▸ **Gestellte Aufgabe**:
Gib den Interviewauszug über Hamas und Israel vollständig und wortgetreu wieder.

▸ **Vorliegender Text**:
Damit hier ein klares Bild entsteht: Israel hat die Geschichte von den drei getöteten Siedlern fabriziert. Sie haben sich den Fall ausgedacht. Israel hat die Frauen und Kinder von Gaza angegriffen, und Hamas hat auf Israel, als Reaktion auf diese Aggression, gefeuert. Als die israelische Armee in Gaza einmarschiert ist, waren die Palästinenser und Hamas gezwungen, sich zu verteidigen.

In Deutschland und im Westen hört man immer, dass ihr alle Juden umbringen wollt. Es heißt wohl in eurer Satzung: Hamas will alle Juden töten. Warum wollt ihr das machen?

Hamas ruft zu Frieden und Gerechtigkeit auf, zum Leben in Frieden und Freiheit. Es gibt keine Feindseligkeiten zwischen uns und irgendeinem Juden. Unsere Feindseligkeit richtet sich gegen Zionismus und Nazismus, welche aus dem Westen und Europa kamen und sich im Land von Palästina unrechtmäßig angesiedelt haben.

Ist das neu, dass ihr Juden nicht hasst? Über all die Jahre ist gesagt worden, dass ihr Juden hasst… Habt ihr plötzlich eure Meinung geändert?

Nein. Meine Worte stammen aus der heutigen Hamas-Satzung. Wir haben kein Problem mit Juden. Das Judentum ist eine heilige Religion. Wir haben keine Probleme mit ihnen! Wir haben ein Problem mit denjenigen, die sich im Land der Palästinenser gegen jedes Recht und jede menschliche Moral angesiedelt haben.

[Gespeicherte Datensatzeinträge]
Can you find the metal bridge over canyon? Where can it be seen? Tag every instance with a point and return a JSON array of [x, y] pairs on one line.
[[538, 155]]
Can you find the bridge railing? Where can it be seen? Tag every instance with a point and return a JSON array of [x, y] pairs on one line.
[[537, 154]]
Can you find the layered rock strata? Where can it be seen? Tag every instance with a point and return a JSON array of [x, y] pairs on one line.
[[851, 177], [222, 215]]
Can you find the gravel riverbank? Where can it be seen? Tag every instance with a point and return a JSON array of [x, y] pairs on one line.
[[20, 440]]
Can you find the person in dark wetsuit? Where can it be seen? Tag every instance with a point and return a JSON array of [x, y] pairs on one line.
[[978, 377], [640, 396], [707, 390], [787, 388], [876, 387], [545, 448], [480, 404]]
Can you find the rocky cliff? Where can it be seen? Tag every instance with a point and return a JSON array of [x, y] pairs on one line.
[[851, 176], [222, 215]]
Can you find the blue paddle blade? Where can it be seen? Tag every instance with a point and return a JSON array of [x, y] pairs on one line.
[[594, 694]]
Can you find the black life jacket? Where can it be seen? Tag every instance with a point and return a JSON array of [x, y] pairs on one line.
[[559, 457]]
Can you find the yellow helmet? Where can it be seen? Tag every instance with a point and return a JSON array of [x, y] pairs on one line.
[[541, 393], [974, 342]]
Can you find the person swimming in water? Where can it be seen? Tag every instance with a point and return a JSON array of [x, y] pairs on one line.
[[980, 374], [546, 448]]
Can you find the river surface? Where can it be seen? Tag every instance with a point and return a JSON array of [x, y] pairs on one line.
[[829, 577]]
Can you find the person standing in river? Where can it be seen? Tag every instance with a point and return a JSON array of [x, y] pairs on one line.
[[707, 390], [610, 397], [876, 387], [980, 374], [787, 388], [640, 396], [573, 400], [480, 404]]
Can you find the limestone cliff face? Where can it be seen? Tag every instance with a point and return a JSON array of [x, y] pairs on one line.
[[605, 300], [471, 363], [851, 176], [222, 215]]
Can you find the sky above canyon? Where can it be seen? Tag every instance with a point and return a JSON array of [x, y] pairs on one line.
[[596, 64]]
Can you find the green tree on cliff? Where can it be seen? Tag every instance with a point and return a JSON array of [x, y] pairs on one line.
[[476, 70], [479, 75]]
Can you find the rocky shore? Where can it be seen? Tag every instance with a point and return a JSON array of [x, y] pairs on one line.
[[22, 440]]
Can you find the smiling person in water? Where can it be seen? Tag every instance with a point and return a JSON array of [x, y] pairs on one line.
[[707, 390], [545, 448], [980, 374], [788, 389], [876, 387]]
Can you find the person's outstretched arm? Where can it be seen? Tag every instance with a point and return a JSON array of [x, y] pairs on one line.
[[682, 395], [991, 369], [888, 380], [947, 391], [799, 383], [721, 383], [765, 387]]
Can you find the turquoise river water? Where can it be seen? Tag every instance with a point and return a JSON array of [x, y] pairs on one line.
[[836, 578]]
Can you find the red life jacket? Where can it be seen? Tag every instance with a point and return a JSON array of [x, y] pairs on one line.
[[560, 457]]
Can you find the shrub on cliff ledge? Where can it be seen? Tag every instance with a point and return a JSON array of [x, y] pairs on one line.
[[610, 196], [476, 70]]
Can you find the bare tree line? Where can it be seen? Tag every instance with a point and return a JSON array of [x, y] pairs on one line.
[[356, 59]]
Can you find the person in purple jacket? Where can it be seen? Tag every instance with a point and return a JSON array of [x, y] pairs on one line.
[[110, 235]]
...
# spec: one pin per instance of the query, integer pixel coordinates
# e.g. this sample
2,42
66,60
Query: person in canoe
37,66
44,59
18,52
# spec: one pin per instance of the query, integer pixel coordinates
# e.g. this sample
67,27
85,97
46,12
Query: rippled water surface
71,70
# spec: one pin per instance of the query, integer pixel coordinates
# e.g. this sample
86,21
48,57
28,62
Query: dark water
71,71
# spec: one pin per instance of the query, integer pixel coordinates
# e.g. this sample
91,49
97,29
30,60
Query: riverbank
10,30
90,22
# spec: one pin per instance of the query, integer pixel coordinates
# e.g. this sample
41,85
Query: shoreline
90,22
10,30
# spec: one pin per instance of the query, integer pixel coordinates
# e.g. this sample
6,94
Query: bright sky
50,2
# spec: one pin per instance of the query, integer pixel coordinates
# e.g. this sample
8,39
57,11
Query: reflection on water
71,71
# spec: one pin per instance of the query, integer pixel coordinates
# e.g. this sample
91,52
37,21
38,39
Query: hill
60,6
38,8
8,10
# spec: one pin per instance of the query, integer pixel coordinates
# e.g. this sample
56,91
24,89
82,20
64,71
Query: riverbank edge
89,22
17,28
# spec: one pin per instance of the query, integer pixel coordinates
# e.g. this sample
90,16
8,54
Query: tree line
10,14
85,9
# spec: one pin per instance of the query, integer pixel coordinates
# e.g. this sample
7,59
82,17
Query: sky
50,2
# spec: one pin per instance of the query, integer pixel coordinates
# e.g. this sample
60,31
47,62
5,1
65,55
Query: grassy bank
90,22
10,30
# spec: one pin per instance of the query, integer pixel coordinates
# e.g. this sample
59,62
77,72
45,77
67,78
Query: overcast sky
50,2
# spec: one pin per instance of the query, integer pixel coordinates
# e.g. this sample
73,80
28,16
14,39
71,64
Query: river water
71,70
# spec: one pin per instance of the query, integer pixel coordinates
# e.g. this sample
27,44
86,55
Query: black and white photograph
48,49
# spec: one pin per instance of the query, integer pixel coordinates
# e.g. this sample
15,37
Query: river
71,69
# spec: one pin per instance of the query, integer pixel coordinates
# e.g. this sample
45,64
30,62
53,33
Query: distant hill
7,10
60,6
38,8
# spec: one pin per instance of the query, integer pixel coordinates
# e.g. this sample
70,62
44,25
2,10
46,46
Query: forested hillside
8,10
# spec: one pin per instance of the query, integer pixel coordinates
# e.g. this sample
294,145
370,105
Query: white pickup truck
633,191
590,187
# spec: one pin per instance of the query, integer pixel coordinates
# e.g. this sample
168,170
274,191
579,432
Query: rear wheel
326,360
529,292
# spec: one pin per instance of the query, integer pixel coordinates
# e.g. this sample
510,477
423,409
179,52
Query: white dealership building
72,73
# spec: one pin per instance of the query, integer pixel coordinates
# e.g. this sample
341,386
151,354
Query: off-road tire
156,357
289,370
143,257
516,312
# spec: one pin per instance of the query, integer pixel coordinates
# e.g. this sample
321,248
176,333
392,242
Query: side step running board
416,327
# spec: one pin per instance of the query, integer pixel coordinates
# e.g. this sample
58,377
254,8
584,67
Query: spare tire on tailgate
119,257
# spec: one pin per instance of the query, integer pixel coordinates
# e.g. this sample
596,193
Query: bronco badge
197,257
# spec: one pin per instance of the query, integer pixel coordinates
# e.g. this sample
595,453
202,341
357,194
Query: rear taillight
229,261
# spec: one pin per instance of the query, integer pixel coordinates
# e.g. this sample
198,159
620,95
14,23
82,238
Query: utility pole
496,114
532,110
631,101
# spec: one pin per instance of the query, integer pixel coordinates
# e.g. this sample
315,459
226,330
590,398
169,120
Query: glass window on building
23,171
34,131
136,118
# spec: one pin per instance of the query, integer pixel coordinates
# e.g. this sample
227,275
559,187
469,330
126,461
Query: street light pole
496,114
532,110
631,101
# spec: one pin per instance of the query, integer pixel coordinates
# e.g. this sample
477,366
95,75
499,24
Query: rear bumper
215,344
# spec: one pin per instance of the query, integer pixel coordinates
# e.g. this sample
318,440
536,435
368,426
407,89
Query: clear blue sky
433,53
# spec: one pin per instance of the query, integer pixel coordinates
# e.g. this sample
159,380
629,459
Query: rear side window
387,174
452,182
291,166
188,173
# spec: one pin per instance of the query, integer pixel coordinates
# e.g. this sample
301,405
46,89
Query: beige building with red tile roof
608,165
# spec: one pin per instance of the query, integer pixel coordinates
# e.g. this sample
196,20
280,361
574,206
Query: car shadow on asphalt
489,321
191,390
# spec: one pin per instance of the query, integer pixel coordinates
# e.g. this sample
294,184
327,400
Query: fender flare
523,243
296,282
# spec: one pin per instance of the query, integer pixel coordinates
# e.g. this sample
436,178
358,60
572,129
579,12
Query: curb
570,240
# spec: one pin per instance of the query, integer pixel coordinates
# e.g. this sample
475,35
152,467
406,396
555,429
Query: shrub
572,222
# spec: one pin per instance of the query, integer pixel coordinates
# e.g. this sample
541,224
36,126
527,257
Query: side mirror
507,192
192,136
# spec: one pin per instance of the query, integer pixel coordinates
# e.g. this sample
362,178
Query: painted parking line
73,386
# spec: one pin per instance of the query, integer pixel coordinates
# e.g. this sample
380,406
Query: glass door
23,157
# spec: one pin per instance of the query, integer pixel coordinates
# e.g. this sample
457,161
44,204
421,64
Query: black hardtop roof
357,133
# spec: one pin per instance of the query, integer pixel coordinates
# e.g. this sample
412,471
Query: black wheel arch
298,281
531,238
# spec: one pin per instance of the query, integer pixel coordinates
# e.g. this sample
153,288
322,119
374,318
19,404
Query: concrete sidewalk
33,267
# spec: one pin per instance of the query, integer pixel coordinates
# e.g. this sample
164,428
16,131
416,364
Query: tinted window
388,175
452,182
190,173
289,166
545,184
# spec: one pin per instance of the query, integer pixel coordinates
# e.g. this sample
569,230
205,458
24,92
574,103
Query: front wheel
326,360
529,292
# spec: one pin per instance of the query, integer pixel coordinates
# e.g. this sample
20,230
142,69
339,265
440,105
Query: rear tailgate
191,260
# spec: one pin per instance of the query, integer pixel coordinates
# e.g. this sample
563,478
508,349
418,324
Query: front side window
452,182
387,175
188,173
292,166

▸ **Vollständige Antwort**:
Damit hier ein klares Bild entsteht: Israel hat die Geschichte von den drei getöteten Siedlern fabriziert. Sie haben sich den Fall ausgedacht. Israel hat die Frauen und Kinder von Gaza angegriffen, und Hamas hat auf Israel, als Reaktion auf diese Aggression, gefeuert. Als die israelische Armee in Gaza einmarschiert ist, waren die Palästinenser und Hamas gezwungen, sich zu verteidigen.

In Deutschland und im Westen hört man immer, dass ihr alle Juden umbringen wollt. Es heißt wohl in eurer Satzung: Hamas will alle Juden töten. Warum wollt ihr das machen?

Hamas ruft zu Frieden und Gerechtigkeit auf, zum Leben in Frieden und Freiheit. Es gibt keine Feindseligkeiten zwischen uns und irgendeinem Juden. Unsere Feindseligkeit richtet sich gegen Zionismus und Nazismus, welche aus dem Westen und Europa kamen und sich im Land von Palästina unrechtmäßig angesiedelt haben.

Ist das neu, dass ihr Juden nicht hasst? Über all die Jahre ist gesagt worden, dass ihr Juden hasst… Habt ihr plötzlich eure Meinung geändert?

Nein. Meine Worte stammen aus der heutigen Hamas-Satzung. Wir haben kein Problem mit Juden. Das Judentum ist eine heilige Religion. Wir haben keine Probleme mit ihnen! Wir haben ein Problem mit denjenigen, die sich im Land der Palästinenser gegen jedes Recht und jede menschliche Moral angesiedelt haben.